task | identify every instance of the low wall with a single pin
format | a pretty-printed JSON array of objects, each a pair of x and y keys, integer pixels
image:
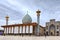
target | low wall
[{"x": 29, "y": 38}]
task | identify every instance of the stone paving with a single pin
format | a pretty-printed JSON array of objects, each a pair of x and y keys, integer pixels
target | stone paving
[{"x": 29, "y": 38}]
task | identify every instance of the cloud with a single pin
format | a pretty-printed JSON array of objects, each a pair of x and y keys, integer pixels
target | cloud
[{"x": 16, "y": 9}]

--

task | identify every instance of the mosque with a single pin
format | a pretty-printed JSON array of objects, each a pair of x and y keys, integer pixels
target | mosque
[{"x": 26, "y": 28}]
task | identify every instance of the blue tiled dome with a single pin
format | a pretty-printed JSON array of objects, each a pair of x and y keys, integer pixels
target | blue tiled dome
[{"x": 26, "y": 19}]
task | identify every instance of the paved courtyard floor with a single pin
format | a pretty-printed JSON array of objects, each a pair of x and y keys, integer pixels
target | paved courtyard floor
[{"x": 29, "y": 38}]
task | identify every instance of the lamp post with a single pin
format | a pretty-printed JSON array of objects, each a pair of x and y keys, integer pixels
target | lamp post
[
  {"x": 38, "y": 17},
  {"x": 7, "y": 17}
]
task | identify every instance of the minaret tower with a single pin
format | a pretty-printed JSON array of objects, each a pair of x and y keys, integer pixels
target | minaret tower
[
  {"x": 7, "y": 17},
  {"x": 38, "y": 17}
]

:: STATED TASK ::
How many lines in the records above contain the word "tiled"? Give only the number.

:: REPLY TO THE TASK ::
2